Task description =
Retype precisely the section of the data that starts at the line containing "Could you please identify the side" and runs to its final line, ends included.

Image object location entries:

____

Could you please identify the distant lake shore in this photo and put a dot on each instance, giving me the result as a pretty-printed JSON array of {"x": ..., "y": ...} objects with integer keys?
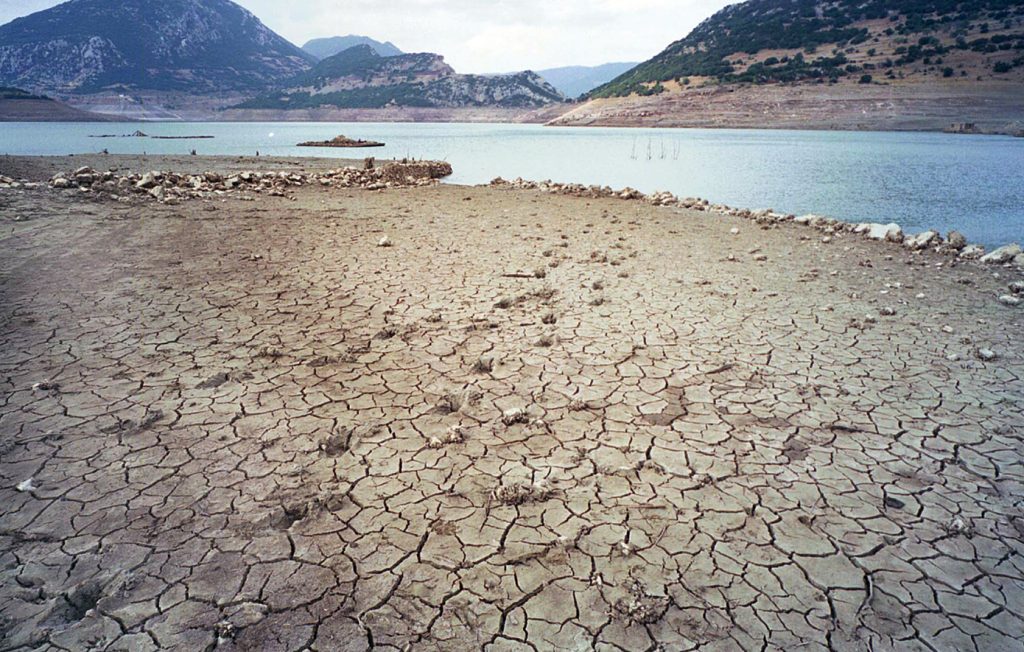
[{"x": 918, "y": 180}]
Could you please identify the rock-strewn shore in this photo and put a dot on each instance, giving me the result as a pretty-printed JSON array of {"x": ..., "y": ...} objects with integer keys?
[
  {"x": 954, "y": 244},
  {"x": 169, "y": 186},
  {"x": 452, "y": 418}
]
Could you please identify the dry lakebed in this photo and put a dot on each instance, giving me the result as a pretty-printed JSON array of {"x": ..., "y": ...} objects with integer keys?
[{"x": 289, "y": 411}]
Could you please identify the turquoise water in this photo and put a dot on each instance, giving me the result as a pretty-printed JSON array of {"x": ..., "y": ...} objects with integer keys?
[{"x": 920, "y": 180}]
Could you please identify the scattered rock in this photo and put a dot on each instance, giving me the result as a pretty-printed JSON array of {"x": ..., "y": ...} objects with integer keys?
[
  {"x": 1010, "y": 300},
  {"x": 972, "y": 252},
  {"x": 921, "y": 241},
  {"x": 955, "y": 241},
  {"x": 986, "y": 355},
  {"x": 214, "y": 381},
  {"x": 1003, "y": 254},
  {"x": 890, "y": 232},
  {"x": 484, "y": 364},
  {"x": 515, "y": 416},
  {"x": 520, "y": 493}
]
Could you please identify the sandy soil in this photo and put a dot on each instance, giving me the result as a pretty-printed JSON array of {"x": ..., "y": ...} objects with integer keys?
[
  {"x": 993, "y": 107},
  {"x": 534, "y": 422}
]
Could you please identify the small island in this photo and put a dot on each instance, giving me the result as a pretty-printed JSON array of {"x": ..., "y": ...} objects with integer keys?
[{"x": 341, "y": 141}]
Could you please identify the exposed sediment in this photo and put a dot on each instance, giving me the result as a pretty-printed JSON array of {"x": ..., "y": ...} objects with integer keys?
[
  {"x": 484, "y": 418},
  {"x": 954, "y": 244}
]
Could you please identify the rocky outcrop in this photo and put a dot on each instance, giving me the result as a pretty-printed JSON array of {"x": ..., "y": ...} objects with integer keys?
[
  {"x": 927, "y": 241},
  {"x": 171, "y": 187},
  {"x": 358, "y": 78}
]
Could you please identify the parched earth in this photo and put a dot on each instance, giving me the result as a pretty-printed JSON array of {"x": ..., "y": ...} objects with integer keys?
[{"x": 532, "y": 423}]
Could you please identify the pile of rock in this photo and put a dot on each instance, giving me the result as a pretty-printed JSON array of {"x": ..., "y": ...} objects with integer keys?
[
  {"x": 8, "y": 182},
  {"x": 954, "y": 244},
  {"x": 171, "y": 187}
]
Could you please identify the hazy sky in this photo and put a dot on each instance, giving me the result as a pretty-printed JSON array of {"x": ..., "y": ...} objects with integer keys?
[{"x": 481, "y": 36}]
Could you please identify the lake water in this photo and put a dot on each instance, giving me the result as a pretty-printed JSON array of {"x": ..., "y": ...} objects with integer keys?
[{"x": 920, "y": 180}]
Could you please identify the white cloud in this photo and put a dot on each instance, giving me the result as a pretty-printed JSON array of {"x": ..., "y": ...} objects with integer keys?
[{"x": 482, "y": 36}]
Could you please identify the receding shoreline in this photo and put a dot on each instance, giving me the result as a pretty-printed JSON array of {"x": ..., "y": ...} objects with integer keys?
[{"x": 310, "y": 415}]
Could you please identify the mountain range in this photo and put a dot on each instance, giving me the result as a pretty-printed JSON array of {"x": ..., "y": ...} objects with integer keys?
[
  {"x": 194, "y": 46},
  {"x": 323, "y": 48},
  {"x": 359, "y": 78},
  {"x": 786, "y": 41},
  {"x": 838, "y": 64}
]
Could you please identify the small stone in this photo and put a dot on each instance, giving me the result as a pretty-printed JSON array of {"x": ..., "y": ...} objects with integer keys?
[
  {"x": 972, "y": 252},
  {"x": 514, "y": 416},
  {"x": 955, "y": 241},
  {"x": 1003, "y": 254},
  {"x": 1010, "y": 300},
  {"x": 890, "y": 232},
  {"x": 921, "y": 241},
  {"x": 986, "y": 355}
]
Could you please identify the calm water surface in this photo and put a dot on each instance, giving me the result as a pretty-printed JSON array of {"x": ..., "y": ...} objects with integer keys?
[{"x": 920, "y": 180}]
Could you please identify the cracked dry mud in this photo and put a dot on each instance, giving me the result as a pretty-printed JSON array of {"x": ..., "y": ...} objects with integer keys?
[{"x": 247, "y": 427}]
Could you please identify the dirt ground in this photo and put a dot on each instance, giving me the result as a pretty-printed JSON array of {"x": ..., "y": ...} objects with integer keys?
[{"x": 532, "y": 423}]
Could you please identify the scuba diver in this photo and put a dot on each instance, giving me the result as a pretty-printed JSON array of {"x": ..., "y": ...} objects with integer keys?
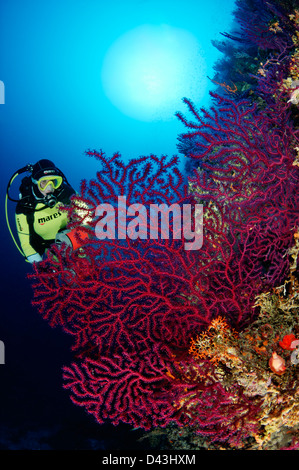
[{"x": 39, "y": 221}]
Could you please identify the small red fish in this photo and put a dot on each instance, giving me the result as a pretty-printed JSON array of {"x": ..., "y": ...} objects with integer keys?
[{"x": 277, "y": 364}]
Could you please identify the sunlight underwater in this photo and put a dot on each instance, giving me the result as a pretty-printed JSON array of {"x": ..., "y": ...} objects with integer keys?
[{"x": 201, "y": 344}]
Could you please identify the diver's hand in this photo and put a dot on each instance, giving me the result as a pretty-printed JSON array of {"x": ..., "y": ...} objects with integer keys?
[{"x": 61, "y": 238}]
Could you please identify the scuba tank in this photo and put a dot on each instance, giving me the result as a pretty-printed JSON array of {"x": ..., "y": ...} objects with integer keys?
[
  {"x": 27, "y": 168},
  {"x": 28, "y": 196}
]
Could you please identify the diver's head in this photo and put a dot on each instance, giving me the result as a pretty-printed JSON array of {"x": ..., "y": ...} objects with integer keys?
[{"x": 46, "y": 178}]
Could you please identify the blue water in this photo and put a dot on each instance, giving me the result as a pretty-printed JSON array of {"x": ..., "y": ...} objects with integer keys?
[{"x": 52, "y": 53}]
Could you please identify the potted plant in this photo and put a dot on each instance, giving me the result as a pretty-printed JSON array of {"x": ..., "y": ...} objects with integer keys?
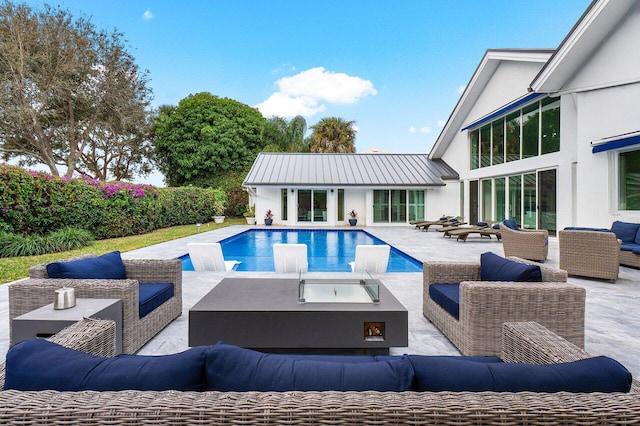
[
  {"x": 353, "y": 219},
  {"x": 268, "y": 217},
  {"x": 250, "y": 214}
]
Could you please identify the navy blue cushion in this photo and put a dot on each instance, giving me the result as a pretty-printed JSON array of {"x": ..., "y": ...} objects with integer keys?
[
  {"x": 230, "y": 368},
  {"x": 447, "y": 296},
  {"x": 107, "y": 266},
  {"x": 582, "y": 228},
  {"x": 41, "y": 365},
  {"x": 599, "y": 374},
  {"x": 152, "y": 295},
  {"x": 511, "y": 224},
  {"x": 625, "y": 231},
  {"x": 496, "y": 268}
]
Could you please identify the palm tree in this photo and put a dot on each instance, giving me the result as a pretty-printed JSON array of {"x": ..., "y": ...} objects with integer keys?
[{"x": 333, "y": 135}]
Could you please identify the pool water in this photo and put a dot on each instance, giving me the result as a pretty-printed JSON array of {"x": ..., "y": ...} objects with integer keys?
[{"x": 328, "y": 251}]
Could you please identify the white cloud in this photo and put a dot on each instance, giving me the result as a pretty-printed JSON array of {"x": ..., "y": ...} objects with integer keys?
[{"x": 307, "y": 92}]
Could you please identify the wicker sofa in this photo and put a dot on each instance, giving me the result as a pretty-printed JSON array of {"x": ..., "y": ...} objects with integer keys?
[
  {"x": 525, "y": 243},
  {"x": 38, "y": 290},
  {"x": 523, "y": 342},
  {"x": 587, "y": 253},
  {"x": 485, "y": 305}
]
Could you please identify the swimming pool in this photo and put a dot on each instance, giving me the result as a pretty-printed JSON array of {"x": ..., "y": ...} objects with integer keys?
[{"x": 328, "y": 250}]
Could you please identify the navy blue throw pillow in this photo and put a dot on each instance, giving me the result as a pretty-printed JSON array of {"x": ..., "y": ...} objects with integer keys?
[
  {"x": 625, "y": 231},
  {"x": 511, "y": 224},
  {"x": 107, "y": 266},
  {"x": 496, "y": 268},
  {"x": 42, "y": 365},
  {"x": 230, "y": 368},
  {"x": 599, "y": 374}
]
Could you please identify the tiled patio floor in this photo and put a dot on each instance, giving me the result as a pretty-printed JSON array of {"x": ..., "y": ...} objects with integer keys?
[{"x": 612, "y": 311}]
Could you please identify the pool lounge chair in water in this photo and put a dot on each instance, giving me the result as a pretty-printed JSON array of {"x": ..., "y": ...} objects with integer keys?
[
  {"x": 371, "y": 258},
  {"x": 290, "y": 257},
  {"x": 208, "y": 257}
]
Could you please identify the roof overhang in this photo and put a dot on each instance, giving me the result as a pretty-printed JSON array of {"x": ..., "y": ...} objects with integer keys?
[
  {"x": 593, "y": 27},
  {"x": 615, "y": 142},
  {"x": 481, "y": 77}
]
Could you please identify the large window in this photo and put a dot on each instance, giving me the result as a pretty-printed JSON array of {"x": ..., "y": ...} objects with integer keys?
[
  {"x": 416, "y": 205},
  {"x": 528, "y": 132},
  {"x": 629, "y": 180},
  {"x": 528, "y": 198},
  {"x": 312, "y": 205},
  {"x": 391, "y": 206}
]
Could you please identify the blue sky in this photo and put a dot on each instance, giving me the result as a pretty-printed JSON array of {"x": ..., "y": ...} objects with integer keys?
[{"x": 394, "y": 67}]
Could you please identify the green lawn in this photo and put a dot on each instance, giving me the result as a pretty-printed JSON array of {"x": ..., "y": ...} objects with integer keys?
[{"x": 14, "y": 268}]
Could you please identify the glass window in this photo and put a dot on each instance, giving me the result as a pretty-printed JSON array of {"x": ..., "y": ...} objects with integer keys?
[
  {"x": 304, "y": 205},
  {"x": 474, "y": 141},
  {"x": 319, "y": 206},
  {"x": 530, "y": 130},
  {"x": 512, "y": 136},
  {"x": 497, "y": 138},
  {"x": 500, "y": 199},
  {"x": 529, "y": 201},
  {"x": 416, "y": 205},
  {"x": 550, "y": 125},
  {"x": 485, "y": 146},
  {"x": 380, "y": 206},
  {"x": 629, "y": 180},
  {"x": 283, "y": 203},
  {"x": 486, "y": 200},
  {"x": 515, "y": 198},
  {"x": 398, "y": 206}
]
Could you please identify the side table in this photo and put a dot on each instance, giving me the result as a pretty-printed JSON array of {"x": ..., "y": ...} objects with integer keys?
[{"x": 45, "y": 321}]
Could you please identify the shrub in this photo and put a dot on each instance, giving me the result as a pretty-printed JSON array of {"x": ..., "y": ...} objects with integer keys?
[{"x": 14, "y": 245}]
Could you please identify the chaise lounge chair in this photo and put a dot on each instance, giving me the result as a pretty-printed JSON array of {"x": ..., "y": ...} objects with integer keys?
[
  {"x": 208, "y": 257},
  {"x": 371, "y": 258},
  {"x": 290, "y": 257}
]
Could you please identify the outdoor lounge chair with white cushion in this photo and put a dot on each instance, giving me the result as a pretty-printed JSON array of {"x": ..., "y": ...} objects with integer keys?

____

Output below =
Could you please identify the side table in this photo and put a dot on each instance, giving me the result as a pretty-printed JSON array of {"x": ..., "y": ...} objects with integer keys?
[{"x": 45, "y": 321}]
Could you please identify the shrub in this photo and put a dot on each instance, giving me the result as a pretty-printed JSON array of {"x": ..., "y": ...} objects with integer keys?
[{"x": 14, "y": 245}]
Could you please identify the chaise lounge chair in this photo and put a dot on each instance, giving me the result as a pretty-printed JSON array of {"x": ..., "y": ...} objects with integer keys?
[
  {"x": 208, "y": 257},
  {"x": 371, "y": 258},
  {"x": 290, "y": 257}
]
Could you please identify the outdoor lounge chair with white cushion in this photo and put a dot on each instance, giving me the result as a pretty-printed JSON array of {"x": ..., "y": ...} objects with integer keys?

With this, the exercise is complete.